* Dataset entries:
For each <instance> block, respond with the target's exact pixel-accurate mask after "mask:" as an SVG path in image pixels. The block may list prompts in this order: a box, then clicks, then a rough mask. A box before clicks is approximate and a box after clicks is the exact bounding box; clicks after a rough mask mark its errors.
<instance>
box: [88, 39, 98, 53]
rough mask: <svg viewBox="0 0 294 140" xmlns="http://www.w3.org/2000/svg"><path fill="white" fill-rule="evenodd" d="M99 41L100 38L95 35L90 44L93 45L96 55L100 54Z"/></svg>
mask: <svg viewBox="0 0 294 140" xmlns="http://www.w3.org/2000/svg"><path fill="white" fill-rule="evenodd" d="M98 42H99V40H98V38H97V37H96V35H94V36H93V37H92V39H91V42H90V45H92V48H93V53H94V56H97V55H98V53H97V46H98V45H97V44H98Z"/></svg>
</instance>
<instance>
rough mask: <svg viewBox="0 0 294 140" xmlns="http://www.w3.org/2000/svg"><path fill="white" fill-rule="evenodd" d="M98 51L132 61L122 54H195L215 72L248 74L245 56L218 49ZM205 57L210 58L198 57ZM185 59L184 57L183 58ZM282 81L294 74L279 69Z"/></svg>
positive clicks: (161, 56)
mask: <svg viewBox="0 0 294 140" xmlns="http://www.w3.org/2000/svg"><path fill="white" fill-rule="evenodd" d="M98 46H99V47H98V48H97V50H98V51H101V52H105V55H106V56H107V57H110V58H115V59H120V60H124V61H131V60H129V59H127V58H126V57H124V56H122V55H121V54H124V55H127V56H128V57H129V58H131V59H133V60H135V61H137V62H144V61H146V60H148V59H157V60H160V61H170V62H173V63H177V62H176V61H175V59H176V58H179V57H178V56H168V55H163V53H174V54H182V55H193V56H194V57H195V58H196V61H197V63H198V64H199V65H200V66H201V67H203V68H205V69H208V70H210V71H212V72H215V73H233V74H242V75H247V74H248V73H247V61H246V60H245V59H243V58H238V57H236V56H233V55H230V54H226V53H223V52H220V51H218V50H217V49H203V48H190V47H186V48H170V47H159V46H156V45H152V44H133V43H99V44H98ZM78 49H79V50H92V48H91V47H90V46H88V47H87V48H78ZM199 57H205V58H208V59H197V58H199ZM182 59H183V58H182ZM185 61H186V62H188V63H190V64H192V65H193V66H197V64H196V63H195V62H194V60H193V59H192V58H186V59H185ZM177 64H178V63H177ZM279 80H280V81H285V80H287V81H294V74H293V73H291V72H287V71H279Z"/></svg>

==

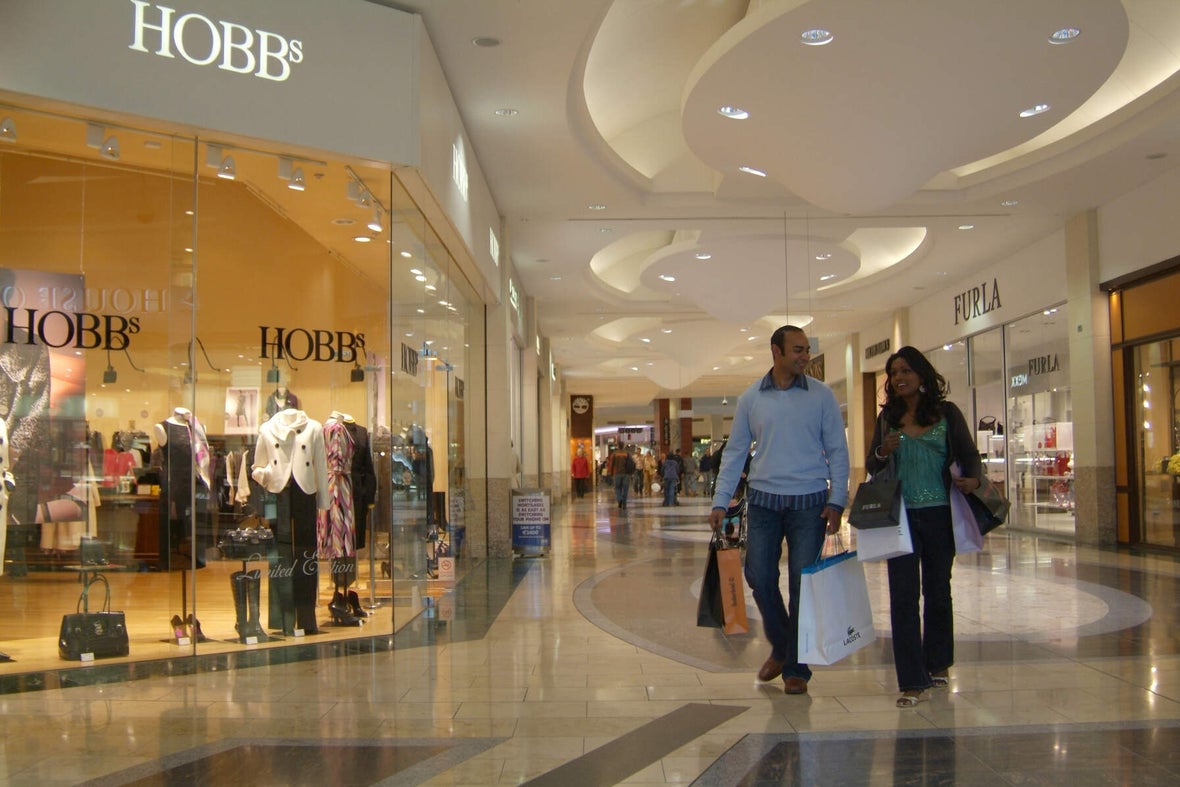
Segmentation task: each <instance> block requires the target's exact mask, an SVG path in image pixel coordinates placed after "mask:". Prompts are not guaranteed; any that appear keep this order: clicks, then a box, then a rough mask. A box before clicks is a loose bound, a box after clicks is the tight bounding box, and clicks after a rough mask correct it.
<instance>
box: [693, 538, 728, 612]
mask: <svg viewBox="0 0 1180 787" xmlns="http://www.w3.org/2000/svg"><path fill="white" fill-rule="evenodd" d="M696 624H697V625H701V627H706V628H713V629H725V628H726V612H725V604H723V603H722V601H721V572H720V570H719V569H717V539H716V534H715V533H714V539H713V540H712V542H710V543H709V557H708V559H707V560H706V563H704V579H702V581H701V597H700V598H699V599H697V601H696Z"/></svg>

* What is required:
Output the lines above between the one holding "</instance>" and the one holding "51L132 61L122 54H195L215", inclusive, with nothing before or after them.

* Answer box:
</instance>
<instance>
rough mask: <svg viewBox="0 0 294 140" xmlns="http://www.w3.org/2000/svg"><path fill="white" fill-rule="evenodd" d="M98 51L132 61L122 54H195L215 72L248 74L245 56L218 49ZM205 57L210 58L198 57ZM185 59L184 57L183 58ZM282 81L294 74L279 69Z"/></svg>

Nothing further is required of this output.